**To do**. Below are the records; copy each line in which "hazy" can be found.
==================================================
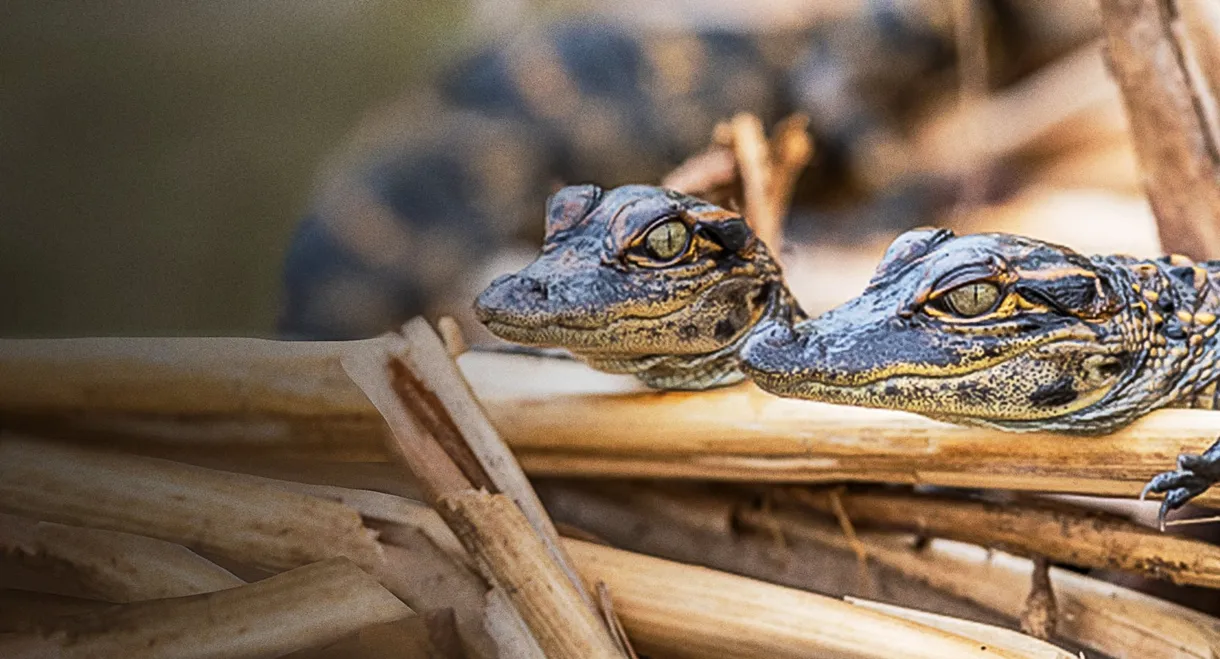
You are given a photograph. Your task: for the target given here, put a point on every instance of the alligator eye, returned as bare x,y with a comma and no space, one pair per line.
667,239
972,299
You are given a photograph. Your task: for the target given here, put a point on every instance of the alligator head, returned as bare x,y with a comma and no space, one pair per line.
642,280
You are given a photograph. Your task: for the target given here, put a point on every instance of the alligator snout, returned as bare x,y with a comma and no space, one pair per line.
774,347
510,298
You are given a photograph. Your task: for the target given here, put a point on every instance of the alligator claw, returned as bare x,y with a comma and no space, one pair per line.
1193,476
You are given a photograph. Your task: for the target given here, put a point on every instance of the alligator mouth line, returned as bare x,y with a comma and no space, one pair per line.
804,377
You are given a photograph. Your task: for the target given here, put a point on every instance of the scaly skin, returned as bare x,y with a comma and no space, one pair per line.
598,289
1071,343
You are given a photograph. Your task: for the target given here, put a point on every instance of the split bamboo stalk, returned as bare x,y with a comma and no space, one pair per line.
431,577
559,416
210,510
1105,618
1060,532
245,519
308,607
990,635
438,432
112,566
685,610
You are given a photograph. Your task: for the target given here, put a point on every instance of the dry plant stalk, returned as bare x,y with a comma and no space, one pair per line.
112,566
28,610
511,554
560,417
1105,618
1093,614
1169,125
303,608
1070,100
428,636
769,171
1062,532
220,513
430,577
439,433
671,608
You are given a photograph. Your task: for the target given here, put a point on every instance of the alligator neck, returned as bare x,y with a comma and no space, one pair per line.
1182,302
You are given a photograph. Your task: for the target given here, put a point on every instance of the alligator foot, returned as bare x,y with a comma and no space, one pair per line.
1193,476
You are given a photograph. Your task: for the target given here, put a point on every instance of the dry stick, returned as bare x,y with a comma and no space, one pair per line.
696,599
303,608
1040,614
508,549
791,151
971,48
559,416
1094,614
422,352
223,514
1176,150
1074,90
754,162
428,576
704,173
1064,533
671,608
112,566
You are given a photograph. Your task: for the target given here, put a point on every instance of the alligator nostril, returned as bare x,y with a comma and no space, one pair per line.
776,334
534,287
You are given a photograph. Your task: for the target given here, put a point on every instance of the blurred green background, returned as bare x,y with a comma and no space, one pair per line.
155,154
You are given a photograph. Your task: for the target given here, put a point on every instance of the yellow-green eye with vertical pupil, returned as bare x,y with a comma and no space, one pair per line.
667,239
972,299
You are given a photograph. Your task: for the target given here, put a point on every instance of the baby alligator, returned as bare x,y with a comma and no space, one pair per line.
645,281
1015,333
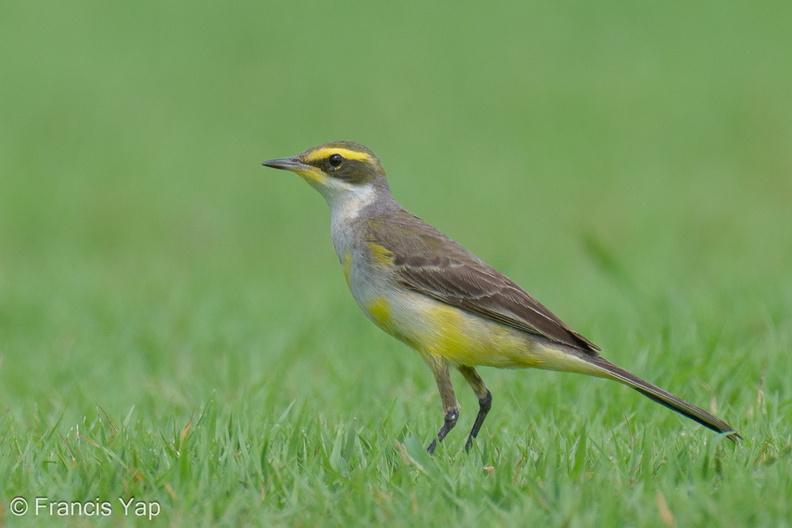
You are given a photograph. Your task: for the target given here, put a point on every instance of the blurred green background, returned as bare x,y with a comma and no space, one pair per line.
630,164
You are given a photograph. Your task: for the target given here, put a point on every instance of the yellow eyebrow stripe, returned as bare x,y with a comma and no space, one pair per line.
326,152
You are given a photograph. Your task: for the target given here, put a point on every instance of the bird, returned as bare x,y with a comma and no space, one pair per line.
426,290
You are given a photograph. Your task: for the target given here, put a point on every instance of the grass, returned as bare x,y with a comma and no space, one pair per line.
174,326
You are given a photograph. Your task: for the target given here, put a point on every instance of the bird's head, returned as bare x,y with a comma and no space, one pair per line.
339,171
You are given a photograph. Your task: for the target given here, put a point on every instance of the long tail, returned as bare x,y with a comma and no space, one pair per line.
665,398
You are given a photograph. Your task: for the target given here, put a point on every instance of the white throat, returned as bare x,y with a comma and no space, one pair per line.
346,204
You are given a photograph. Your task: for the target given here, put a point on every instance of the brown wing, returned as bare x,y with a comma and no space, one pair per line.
430,263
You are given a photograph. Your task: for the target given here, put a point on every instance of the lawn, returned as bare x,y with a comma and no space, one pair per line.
177,344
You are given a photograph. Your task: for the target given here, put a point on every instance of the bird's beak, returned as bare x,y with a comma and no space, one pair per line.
308,172
292,164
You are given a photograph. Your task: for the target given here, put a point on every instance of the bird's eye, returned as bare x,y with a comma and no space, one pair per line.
335,160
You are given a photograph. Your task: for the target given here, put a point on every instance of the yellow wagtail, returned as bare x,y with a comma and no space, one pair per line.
428,291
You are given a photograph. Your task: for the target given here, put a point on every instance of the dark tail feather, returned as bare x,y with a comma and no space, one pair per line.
666,398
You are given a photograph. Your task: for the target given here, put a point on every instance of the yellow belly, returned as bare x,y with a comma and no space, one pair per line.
442,331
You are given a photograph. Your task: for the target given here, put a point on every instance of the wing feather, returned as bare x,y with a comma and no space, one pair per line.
428,262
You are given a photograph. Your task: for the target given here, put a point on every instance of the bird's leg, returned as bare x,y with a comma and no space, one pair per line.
447,396
485,401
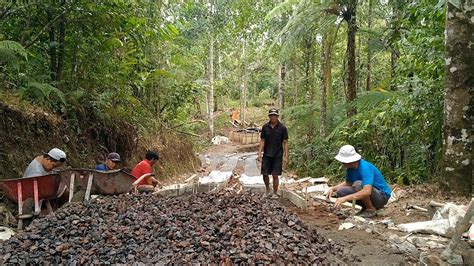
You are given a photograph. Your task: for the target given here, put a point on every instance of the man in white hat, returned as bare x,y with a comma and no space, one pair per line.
44,164
364,183
274,145
112,162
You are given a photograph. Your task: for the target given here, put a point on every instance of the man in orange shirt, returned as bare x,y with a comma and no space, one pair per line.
146,167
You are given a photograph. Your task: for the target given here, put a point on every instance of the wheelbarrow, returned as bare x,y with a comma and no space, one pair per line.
39,188
91,181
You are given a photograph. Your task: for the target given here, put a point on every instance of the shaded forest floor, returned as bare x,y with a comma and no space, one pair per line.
369,244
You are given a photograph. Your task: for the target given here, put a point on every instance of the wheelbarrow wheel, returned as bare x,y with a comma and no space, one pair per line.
78,196
145,188
27,212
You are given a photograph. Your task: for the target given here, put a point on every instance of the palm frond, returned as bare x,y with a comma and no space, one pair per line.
367,101
281,9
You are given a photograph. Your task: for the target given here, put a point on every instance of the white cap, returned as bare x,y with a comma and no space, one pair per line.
347,154
57,154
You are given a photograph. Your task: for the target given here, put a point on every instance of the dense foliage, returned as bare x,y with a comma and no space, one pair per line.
147,62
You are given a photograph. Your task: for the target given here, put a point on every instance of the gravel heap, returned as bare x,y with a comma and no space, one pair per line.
206,228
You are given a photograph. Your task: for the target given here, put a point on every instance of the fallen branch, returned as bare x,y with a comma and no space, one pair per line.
332,200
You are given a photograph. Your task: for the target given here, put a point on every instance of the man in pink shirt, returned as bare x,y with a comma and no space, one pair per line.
146,167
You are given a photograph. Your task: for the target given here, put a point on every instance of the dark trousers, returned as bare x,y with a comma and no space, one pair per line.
378,198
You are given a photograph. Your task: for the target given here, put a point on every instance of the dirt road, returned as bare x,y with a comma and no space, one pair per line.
368,248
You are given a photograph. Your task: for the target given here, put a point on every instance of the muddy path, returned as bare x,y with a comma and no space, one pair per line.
366,248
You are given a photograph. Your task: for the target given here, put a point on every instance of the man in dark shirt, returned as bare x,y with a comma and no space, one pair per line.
274,144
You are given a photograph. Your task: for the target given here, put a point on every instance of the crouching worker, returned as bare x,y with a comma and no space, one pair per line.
112,162
44,164
364,183
146,167
40,166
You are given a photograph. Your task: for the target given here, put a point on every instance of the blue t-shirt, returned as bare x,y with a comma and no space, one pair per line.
369,175
102,167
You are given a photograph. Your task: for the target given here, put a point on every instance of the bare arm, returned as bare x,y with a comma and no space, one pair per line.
333,189
364,192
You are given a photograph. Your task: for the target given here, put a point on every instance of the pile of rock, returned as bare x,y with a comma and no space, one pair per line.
196,228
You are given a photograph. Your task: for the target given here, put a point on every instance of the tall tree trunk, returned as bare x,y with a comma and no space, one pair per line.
211,76
393,50
281,87
359,62
458,111
62,33
53,64
369,50
243,88
351,92
325,59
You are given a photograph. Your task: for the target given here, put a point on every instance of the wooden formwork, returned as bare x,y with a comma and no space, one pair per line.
245,136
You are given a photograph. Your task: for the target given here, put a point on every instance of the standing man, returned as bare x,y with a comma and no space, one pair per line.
274,145
235,117
111,163
146,167
44,164
364,183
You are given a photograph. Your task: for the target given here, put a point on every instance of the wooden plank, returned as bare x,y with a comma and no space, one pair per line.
294,198
332,200
220,186
191,178
461,227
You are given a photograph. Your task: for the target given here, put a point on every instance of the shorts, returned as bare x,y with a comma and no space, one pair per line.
378,198
272,165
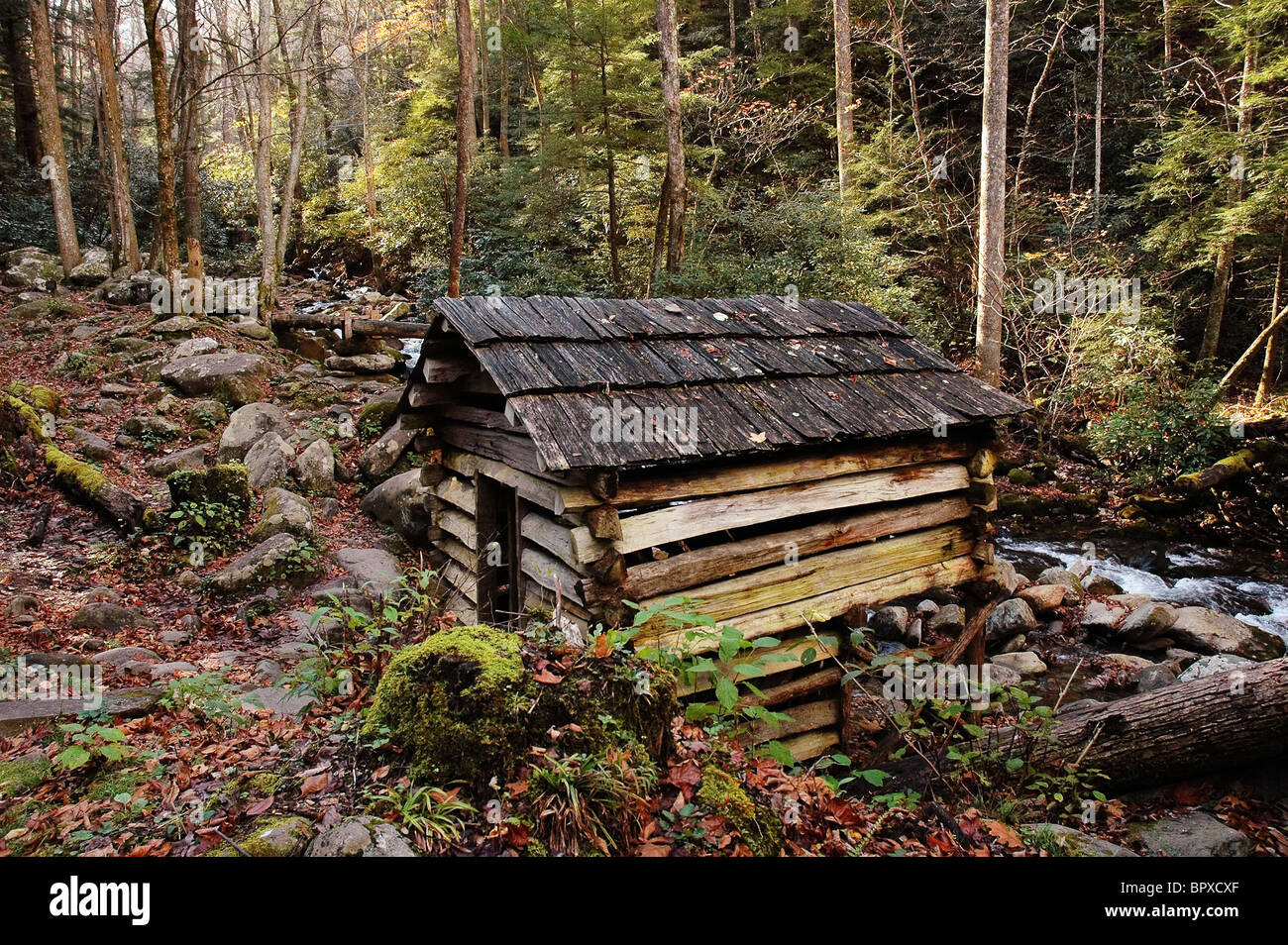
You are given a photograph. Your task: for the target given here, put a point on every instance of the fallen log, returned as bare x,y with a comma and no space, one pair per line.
1158,737
356,326
1232,468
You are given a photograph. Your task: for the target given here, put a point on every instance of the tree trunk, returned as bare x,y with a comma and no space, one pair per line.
502,141
992,201
166,237
114,134
1270,366
674,194
1224,270
299,121
844,91
54,162
1100,103
188,82
265,162
464,142
26,116
1164,735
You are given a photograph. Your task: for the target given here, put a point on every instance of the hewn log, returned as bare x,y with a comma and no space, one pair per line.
699,567
722,477
707,515
829,572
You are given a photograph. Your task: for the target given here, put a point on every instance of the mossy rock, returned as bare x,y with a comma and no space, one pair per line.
721,793
269,837
464,705
224,484
24,774
1020,476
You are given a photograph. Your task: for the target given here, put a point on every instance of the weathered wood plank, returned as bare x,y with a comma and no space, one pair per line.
458,492
790,615
706,515
459,524
552,574
692,568
807,716
553,537
828,572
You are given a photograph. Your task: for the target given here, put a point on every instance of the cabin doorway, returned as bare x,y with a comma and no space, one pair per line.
497,531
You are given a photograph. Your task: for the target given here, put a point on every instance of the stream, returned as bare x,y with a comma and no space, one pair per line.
1179,575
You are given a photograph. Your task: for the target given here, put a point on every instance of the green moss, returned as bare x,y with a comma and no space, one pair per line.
1020,476
22,774
721,793
75,476
463,705
112,782
269,837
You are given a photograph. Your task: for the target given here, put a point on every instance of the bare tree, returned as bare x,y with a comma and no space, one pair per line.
671,206
114,136
465,143
165,249
54,162
992,197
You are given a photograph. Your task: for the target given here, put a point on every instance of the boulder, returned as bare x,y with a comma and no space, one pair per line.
94,266
191,348
1009,618
947,619
1043,599
110,618
268,461
1067,579
1146,622
263,563
1214,666
33,267
403,503
283,511
381,455
90,446
248,424
314,469
228,376
361,836
1192,834
1209,631
1154,677
375,364
192,458
1021,662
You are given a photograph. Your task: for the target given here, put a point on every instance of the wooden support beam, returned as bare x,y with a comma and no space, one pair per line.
706,515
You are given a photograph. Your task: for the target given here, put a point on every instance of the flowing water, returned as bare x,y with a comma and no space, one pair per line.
1179,575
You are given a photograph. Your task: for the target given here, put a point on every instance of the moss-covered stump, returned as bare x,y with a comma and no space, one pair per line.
760,828
464,705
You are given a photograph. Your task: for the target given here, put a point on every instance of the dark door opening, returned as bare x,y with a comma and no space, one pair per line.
497,528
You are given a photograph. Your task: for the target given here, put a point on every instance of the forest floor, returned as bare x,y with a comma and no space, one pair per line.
197,769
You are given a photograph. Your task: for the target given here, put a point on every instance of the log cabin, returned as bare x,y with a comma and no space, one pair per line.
780,464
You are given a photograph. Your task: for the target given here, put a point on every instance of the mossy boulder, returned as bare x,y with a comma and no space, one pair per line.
24,774
721,793
464,705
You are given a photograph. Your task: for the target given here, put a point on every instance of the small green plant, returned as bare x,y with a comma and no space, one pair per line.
86,743
432,814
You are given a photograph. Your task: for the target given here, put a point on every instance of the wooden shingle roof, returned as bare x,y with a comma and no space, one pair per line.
743,374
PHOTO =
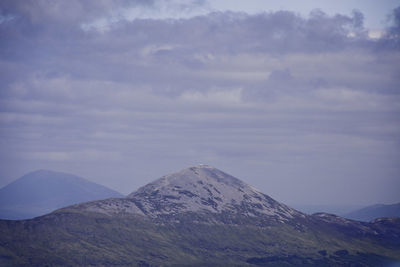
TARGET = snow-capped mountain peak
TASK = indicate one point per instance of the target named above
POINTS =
(205, 188)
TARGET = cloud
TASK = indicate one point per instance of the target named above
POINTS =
(274, 93)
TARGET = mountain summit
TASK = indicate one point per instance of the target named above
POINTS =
(200, 189)
(199, 216)
(205, 188)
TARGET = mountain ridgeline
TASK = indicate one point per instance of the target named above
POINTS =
(40, 192)
(197, 216)
(373, 212)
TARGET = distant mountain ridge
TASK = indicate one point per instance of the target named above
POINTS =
(43, 191)
(199, 216)
(375, 211)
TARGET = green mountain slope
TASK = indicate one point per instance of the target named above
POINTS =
(154, 227)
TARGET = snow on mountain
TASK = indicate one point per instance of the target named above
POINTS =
(196, 189)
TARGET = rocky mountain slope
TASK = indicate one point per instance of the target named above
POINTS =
(198, 216)
(40, 192)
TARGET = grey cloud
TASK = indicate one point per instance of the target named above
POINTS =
(275, 93)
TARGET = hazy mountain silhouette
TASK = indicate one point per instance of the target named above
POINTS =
(43, 191)
(199, 216)
(375, 211)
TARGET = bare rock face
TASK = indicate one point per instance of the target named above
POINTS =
(197, 189)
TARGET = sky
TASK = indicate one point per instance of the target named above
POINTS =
(301, 101)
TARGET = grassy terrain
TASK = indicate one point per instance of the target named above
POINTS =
(74, 238)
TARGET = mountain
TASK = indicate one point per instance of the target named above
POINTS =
(199, 216)
(375, 211)
(43, 191)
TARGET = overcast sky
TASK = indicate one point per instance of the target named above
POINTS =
(302, 103)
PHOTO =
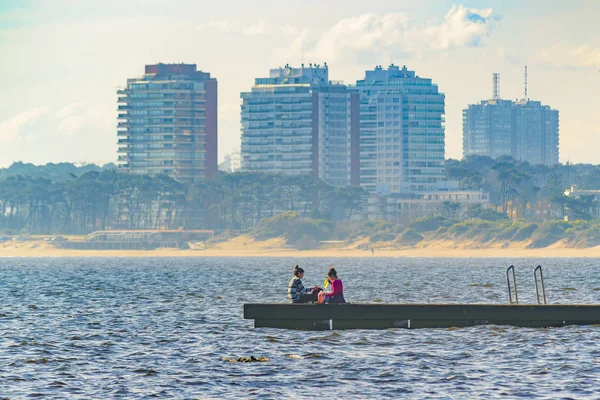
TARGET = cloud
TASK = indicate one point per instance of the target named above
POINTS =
(70, 120)
(563, 55)
(13, 128)
(461, 27)
(384, 34)
(259, 28)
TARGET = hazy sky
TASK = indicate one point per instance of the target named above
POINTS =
(62, 60)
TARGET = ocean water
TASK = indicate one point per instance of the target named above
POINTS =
(103, 328)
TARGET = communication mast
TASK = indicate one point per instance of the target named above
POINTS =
(525, 98)
(496, 92)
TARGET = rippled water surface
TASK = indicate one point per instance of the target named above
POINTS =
(141, 328)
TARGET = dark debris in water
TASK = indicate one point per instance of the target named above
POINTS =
(247, 359)
(146, 372)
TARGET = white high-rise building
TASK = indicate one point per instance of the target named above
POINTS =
(297, 122)
(401, 132)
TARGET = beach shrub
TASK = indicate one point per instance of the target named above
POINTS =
(429, 224)
(383, 237)
(409, 236)
(524, 232)
(306, 243)
(548, 233)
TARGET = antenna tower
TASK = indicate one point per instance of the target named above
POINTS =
(496, 93)
(526, 98)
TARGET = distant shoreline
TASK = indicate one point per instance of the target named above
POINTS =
(27, 252)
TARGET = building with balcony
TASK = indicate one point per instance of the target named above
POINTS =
(297, 122)
(167, 123)
(401, 132)
(524, 129)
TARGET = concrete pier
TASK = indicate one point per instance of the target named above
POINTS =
(384, 316)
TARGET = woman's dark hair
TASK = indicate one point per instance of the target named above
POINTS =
(332, 272)
(297, 270)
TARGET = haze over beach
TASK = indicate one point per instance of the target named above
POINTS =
==================================================
**Result**.
TARGET = hazy mountain silhouette
TARGET = hazy sky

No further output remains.